## [読んで活用]
A) 口唇ヘルペスの記事で「患部をむやみやたらと」で始まる段落を、主な内容を残して箇条書きにまとめよ。
B) 口唇ヘルペスの記事によると、目に感染した場合に発症することがある病気は何か。
C) 口唇ヘルペスの記事が、自分専用にするよう勧めているものをすべて挙げよ。

口唇ヘルペスは他の部位にうつるの?どこまで回復すれば大丈夫なの?

2018/5/15 記事改定日: 2019/2/18
記事改定回数:1回

山本 康博 先生

記事監修医師

MYメディカルクリニック横浜みなとみらい 院長
東京大学医学部卒 医学博士
日本呼吸器学会認定呼吸器専門医
日本内科学会認定総合内科専門医
人間ドック学会認定医
難病指定医
Member of American College of Physicians

山本 康博 先生

唇の周りに水ぶくれができるのが特徴の「口唇ヘルペス」は、目や陰部などその他の部位にうつることはあるのでしょうか?感染を拡大させないために知っておきたいことや、市販の塗り薬なども併せてご紹介します。

口唇ヘルペスは他の場所にうつる?

口唇ヘルペスは直接触れることで感染を広げるということを理解しておきましょう。
例えば、目に感染してしまうと角膜ヘルペスを発症することがあり、最悪の場合、失明する可能性もあります。

予防策

患部をむやみやたらと手で触れないようにします。薬を塗るなどの際に触ったときには、速やかに手を洗ってください。また、手を拭くタオルは自分専用にしましょう。共用していると、他の人に口唇ヘルペスをうつしてしまいます。

次に、口唇ヘルペスの症状が出ているときには、唾液にもヘルペスのウイルスが含まれている可能性があります。唾液が付きやすい食器類や箸も自分専用とし、食後はしっかりと食器用洗剤で洗い、よく乾燥させてください。

特に気を付けてほしいのが、コンタクトレンズを使用している人です。コンタクトレンズを着用する際に唾液がついた手をつかうと、口唇ヘルペスに感染する可能性が高くなります。コンタクトレンズを装着する時には、手をきれいに洗い必ず生理食塩水を使用するようにしましょう。

口唇ヘルペスが陰部にうつることもある?

## [利用可能なデータ]
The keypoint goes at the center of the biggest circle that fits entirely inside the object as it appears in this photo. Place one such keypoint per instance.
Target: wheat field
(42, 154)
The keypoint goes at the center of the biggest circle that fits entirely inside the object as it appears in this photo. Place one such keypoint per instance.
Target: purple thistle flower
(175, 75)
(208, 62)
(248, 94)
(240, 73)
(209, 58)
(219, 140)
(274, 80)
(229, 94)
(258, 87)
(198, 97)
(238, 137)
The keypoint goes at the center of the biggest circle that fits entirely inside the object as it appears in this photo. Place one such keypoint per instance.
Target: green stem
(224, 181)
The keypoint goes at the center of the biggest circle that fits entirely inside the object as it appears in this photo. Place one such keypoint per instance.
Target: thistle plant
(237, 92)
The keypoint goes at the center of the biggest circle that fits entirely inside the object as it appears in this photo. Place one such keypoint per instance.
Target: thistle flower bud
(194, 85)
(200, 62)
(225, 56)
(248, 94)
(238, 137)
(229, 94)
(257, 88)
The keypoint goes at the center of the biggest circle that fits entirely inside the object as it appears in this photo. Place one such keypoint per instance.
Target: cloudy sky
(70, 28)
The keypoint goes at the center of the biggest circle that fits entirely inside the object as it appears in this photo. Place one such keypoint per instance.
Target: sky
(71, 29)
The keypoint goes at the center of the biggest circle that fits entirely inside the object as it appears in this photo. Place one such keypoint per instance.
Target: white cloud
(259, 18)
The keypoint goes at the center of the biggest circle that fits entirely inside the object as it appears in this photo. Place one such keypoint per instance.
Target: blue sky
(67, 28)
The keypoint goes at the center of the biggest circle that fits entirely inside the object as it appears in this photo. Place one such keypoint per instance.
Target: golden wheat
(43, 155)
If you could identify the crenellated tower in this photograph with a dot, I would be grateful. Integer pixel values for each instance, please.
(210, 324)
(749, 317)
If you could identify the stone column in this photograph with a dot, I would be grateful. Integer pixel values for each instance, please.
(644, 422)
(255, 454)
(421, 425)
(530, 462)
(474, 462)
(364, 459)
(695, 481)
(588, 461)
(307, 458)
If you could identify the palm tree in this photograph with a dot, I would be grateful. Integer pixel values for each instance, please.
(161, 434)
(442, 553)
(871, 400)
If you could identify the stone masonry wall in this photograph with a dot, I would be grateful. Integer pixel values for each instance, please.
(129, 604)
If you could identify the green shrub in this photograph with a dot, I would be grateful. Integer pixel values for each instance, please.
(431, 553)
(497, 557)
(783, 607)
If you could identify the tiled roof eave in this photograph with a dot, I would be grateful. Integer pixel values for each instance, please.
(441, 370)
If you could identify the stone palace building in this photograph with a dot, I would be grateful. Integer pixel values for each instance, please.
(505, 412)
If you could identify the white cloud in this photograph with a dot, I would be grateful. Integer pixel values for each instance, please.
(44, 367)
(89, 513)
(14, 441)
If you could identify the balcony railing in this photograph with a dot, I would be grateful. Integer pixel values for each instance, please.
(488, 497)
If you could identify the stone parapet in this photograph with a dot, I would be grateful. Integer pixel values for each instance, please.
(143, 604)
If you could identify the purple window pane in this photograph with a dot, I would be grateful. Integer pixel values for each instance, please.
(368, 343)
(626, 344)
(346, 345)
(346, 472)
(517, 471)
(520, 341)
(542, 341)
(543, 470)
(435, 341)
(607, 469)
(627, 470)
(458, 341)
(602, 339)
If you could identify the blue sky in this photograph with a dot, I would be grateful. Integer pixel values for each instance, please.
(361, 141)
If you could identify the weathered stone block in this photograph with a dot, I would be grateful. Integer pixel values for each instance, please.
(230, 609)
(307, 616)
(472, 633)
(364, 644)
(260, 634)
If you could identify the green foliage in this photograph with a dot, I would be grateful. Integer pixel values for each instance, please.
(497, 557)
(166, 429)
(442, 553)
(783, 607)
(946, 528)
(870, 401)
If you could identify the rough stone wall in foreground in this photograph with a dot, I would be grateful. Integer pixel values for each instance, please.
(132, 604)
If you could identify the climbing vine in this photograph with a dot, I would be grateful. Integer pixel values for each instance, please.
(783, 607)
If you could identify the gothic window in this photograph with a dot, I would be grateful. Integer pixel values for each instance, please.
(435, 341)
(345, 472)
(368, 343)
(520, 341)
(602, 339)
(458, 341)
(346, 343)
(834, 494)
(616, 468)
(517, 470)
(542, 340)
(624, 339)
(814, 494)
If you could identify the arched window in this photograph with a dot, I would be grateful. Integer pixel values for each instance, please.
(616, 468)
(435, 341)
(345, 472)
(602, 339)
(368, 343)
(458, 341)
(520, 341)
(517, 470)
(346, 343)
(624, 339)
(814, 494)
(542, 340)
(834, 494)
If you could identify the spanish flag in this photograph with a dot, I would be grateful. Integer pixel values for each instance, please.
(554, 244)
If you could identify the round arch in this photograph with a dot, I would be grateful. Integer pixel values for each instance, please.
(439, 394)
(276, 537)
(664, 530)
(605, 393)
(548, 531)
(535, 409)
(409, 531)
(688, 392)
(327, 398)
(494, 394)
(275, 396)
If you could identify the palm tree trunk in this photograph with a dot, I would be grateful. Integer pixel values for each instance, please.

## [問題の解答]
A)
- 患部をむやみに手で触れない
- 薬を塗るなどで触ったら、すぐに手を洗う
- 手を拭くタオルは自分専用にする(共用すると他の人にうつしてしまう)

B) 角膜ヘルペス

C)
- 手を拭くタオル
- 食器類
- 箸